Time can define order across systems without communication and sometimes correctness depends on correct event ordering (such as in serializing in distributed database). Only global clock can help order the events across two machines. Without global clock we need to communicate with other machines. Time can also be used to define boundary conditions for algorithms using timeouts, such as to define the difference high latency and a server is down. The algorithms that do this are called failure detectors.

Vector clocks

How can we order events without synchronizing the clocks, enters Lamport Clocks. Lamport clocks and vector clocks use counters and communication to define order and are replacements of physical clocks. This counter is compareable across machines.

This is how Lamport clock works:

If a process does work, increment the counter
If process sends a message, include the counter
When a message is received, set the counter to max(local_counter, received_counter)+1

So Lamport clock allows counters to be compared across systems with one caution: it says if counter(A)< counter(B) then either A happened before B or A is incomparable with B. Remember comparing Lamport timestamps across systems that never communicate with each other may lead us to assuming some event happened before another when in reality they happened concurrently. So you can’t say anything meaningful about events on two independent systems that are not causaly related.

A Vector Clock maintains an array of N logical clocks, one for each node. Each node increments its own counter instead of incrementing a common counter. Rules are

Whenever a process does work, increment the logical clock value of the node in the vector
Whenever process sends message, include the full vector of logical clocks
When a message is received:
Update each element in the vector to be max(local, received) AND Increment the logical clock value representing the current node in vector

The problem with vector clocks is that they require one entry per node and thus can become very large for big systems. This problem can be countered by techniques such as periodic garbage collection or by reducing accuracy by limiting the size.

Failure detectors

The amount of time spent waiting can provide clues about whether a system is partitioned or merely experiencing high latency. Here we don’t need a global clock with perfect accuracy, instead it is simply enough that there is a reliable-enough local clock. In the absense of a response from a remote machine we can assume that a node has failed after some reasonable amount of time. What should be reasonable time? Instead of specifying specific values, its better to abstract away the exact timing assumptions.

Extracted records:
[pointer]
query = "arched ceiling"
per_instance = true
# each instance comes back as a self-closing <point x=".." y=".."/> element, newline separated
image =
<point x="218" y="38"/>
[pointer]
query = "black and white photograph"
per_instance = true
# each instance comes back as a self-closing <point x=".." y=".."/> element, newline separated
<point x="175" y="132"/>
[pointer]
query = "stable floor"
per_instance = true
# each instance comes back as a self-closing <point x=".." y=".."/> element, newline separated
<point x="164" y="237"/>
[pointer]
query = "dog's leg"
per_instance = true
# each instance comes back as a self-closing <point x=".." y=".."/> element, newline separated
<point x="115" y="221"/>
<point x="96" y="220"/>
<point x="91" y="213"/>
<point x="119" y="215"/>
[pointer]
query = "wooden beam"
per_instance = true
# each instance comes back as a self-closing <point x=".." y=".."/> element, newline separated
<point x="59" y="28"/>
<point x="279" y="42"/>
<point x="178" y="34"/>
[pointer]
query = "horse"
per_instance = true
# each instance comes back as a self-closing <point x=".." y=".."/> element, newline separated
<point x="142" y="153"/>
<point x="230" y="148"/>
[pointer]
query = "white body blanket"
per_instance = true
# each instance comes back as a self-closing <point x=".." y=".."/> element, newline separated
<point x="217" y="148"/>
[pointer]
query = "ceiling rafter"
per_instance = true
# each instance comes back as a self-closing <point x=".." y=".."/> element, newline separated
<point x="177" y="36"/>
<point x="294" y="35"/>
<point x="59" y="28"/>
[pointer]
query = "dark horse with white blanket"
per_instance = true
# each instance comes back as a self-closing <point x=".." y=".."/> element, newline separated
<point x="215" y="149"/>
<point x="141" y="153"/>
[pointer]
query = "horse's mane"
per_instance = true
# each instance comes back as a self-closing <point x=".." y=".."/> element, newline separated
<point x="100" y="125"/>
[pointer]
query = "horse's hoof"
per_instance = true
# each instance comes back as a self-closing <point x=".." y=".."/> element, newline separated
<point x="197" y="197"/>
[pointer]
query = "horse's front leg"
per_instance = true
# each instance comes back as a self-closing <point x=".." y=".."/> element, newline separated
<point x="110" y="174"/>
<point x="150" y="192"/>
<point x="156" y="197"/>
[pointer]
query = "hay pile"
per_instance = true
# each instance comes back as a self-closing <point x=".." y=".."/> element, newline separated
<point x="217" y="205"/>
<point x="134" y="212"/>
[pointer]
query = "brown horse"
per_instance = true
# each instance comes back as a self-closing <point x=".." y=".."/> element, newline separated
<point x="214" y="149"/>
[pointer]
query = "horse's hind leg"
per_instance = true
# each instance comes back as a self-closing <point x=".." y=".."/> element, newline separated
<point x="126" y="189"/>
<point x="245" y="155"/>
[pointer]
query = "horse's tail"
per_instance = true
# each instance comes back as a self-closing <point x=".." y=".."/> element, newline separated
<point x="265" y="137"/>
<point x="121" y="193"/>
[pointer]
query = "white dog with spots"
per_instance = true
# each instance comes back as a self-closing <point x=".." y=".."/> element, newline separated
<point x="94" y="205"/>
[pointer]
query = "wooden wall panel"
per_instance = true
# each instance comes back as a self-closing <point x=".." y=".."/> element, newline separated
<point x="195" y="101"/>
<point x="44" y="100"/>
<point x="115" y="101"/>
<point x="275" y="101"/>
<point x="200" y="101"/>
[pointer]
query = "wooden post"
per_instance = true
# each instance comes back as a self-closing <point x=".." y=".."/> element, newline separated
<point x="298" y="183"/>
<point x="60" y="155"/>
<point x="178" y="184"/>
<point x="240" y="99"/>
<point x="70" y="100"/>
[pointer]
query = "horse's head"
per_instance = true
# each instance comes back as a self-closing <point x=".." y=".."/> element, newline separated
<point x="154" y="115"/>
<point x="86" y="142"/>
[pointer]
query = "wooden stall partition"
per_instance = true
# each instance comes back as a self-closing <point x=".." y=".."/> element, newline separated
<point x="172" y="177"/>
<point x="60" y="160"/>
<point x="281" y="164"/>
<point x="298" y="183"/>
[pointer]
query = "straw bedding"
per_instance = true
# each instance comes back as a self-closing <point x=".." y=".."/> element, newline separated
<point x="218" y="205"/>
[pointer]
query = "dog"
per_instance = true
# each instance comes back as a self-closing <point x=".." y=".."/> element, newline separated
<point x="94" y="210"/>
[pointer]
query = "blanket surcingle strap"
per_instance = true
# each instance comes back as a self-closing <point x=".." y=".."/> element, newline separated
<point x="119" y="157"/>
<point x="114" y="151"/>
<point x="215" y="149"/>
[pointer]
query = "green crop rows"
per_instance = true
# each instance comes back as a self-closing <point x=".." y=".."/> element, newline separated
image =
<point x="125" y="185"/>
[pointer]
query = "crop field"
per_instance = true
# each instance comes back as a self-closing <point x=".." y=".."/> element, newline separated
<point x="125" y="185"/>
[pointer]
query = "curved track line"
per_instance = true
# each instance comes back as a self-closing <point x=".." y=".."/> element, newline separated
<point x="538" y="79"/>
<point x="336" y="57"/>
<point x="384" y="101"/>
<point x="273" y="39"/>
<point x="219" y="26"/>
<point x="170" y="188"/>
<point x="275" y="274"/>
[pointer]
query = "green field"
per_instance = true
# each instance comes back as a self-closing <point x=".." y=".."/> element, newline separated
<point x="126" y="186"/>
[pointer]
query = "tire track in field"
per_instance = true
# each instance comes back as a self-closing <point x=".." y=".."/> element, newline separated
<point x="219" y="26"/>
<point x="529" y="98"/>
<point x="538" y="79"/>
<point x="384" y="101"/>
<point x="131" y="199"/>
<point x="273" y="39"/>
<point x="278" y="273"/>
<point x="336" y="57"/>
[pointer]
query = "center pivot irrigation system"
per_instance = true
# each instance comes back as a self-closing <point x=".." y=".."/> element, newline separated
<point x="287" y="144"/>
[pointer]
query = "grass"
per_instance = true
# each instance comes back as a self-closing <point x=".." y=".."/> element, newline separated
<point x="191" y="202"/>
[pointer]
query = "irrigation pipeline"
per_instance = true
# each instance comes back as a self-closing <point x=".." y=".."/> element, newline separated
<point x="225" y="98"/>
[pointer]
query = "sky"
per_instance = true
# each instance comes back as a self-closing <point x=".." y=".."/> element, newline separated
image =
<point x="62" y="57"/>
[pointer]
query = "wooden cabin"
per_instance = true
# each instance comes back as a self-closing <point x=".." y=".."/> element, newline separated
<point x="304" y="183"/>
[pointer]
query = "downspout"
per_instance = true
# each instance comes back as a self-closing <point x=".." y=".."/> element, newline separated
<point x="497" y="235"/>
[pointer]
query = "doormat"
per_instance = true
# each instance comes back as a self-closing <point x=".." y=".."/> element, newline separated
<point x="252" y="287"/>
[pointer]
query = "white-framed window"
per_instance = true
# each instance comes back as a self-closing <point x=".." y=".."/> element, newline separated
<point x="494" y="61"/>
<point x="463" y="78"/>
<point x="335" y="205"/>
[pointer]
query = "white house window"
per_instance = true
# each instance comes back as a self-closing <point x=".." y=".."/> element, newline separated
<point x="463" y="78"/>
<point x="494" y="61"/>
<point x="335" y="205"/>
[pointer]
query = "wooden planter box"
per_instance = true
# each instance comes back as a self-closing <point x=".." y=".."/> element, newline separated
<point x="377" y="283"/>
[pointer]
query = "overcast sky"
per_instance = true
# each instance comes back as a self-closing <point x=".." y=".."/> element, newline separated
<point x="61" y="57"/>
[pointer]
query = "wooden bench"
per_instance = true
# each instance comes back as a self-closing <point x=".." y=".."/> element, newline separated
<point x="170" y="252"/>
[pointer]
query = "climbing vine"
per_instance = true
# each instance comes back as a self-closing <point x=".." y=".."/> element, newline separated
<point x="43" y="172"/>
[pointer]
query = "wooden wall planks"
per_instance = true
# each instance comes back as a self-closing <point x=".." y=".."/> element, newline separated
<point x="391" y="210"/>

Problem set:
**A)** Write out the passage on distributed clocks from "This is how" to "not causaly related.".
**B)** Answer these questions from the passage on distributed clocks:
(i) What are the algorithms called that use timeouts to tell high latency apart from a server being down?
(ii) In a Lamport clock, what is the counter set to when a message is received?
(iii) Which techniques can counter the problem of vector clocks becoming very large?
Use only the passage on distributed clocks, not the records.

Outputs in order:
**A)**
This is how Lamport clock works:

If a process does work, increment the counter
If process sends a message, include the counter
When a message is received, set the counter to max(local_counter, received_counter)+1

So Lamport clock allows counters to be compared across systems with one caution: it says if counter(A)< counter(B) then either A happened before B or A is incomparable with B. Remember comparing Lamport timestamps across systems that never communicate with each other may lead us to assuming some event happened before another when in reality they happened concurrently. So you can’t say anything meaningful about events on two independent systems that are not causaly related.

**B)**
(i) Failure detectors.
(ii) max(local_counter, received_counter)+1.
(iii) Periodic garbage collection, or reducing accuracy by limiting the size.